Problems ->
1 - From the passage on Palestine's population, set down word for word the part starting at "But the conquerors" and ending at "had their influence.".
2 - Answer these from the passage on Palestine's population, one answer per line:
(a) In most cases, was the change in religion voluntary or forced?
(b) For how many years did the Crusaders occupy the holy city?
(c) Whose ban did the Byzantine emperors renew?
3 - According to the passage on Palestine's population, why did most of the population change religion? Answer in one to three sentences.

But the conquerors and settlers who followed in the wake of military success and political control were only a small minority compared to the masses of the continuing, historic population. The designation "Arab" was gradually accepted by the majority along with the new religion, and the Arabic language was adopted by all. The change in religion was, in most cases, voluntary, for the sake of preferment and advantage, to escape the higher taxes on non-Moslems, and in a natural process of following the predominant environmental influence and practice. The simplicity and the virility of the new faith, in contrast with the often violent theological controversies over complex philosophical-religious doctrines of Christianity, also had their influence.
Therefore, the "Arabs" of Palestine are the historic people of the land, and the country has always been theirs. [10]
It seems to this author that Matthews should be endorsed when he goes on to write:
".... but Palestine still is, and will remain, the holy land of three religions. Each of the three groups in Palestine needs what the others have to contribute to the common welfare. A common and mutual welfare can be achieved--if no group will seek undue aggrandizement; but for such a goal all the people of Palestine need the informed sympathy and the understanding of the hundreds of millions of the three great world religions to which the land is sacred.' [11]
As far as the population throughout the centuries is concerned, it must be underlined that from the Seventh Century of the Christian era until the Nineteenth Century the Jews lived as a tiny minority in Jerusalem. They virtually disappeared after the wars of 70 and 135 A.D. The Byzantine emperors renewed the ban imposed by Rome which prevented the Jews from living in the city. This ban was lifted only with the advent of the Arabs in the 7th Century but was reimposed in 1099 when the Crusaders occupied the holy city for 88 years.

Given material ->

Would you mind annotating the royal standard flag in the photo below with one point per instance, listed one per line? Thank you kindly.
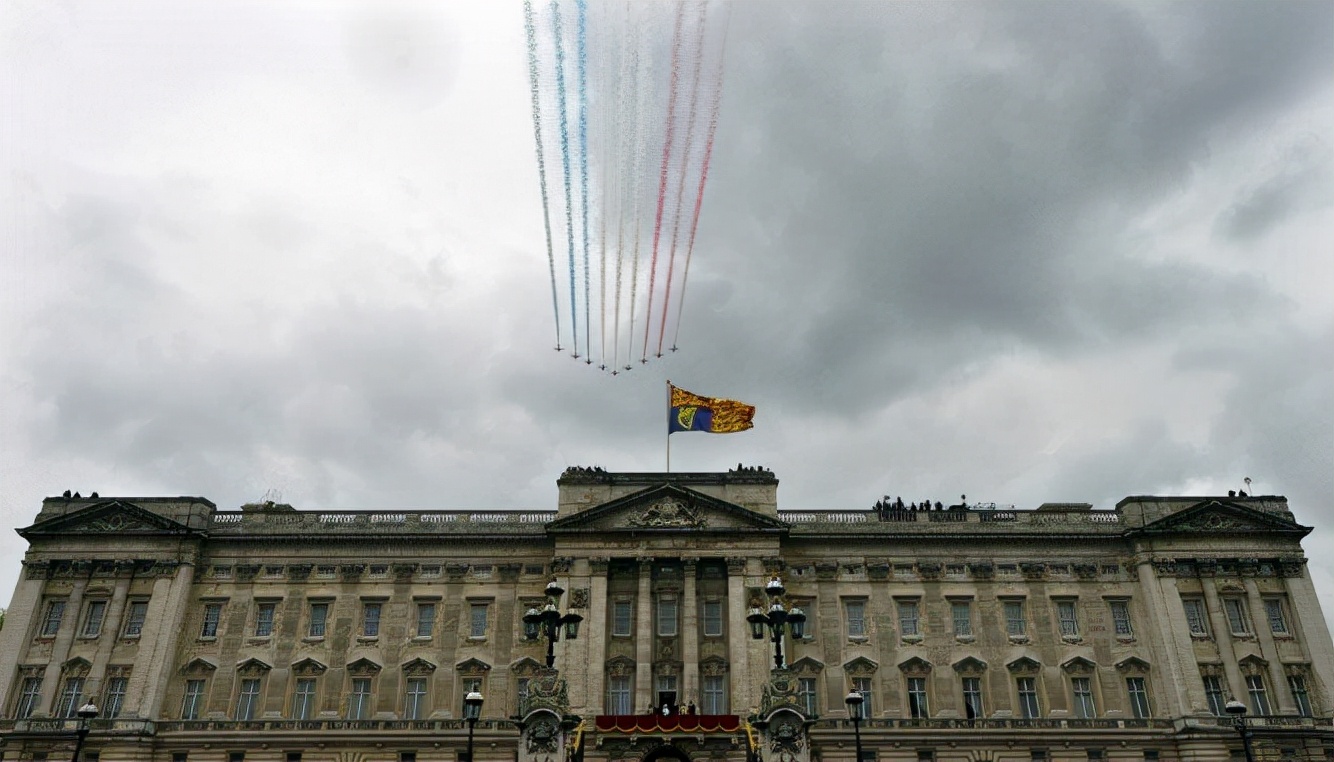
(693, 413)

Results of the exercise ->
1 -
But the conquerors and settlers who followed in the wake of military success and political control were only a small minority compared to the masses of the continuing, historic population. The designation "Arab" was gradually accepted by the majority along with the new religion, and the Arabic language was adopted by all. The change in religion was, in most cases, voluntary, for the sake of preferment and advantage, to escape the higher taxes on non-Moslems, and in a natural process of following the predominant environmental influence and practice. The simplicity and the virility of the new faith, in contrast with the often violent theological controversies over complex philosophical-religious doctrines of Christianity, also had their influence.

2 -
(a) Voluntary.
(b) 88 years.
(c) The ban imposed by Rome, which prevented the Jews from living in the city.

3 - Most converted voluntarily for preferment and advantage, to escape the higher taxes on non-Moslems, and by naturally following the predominant environmental influence and practice. The simplicity and virility of the new faith also had an influence, in contrast with Christianity's often violent theological controversies over complex doctrines.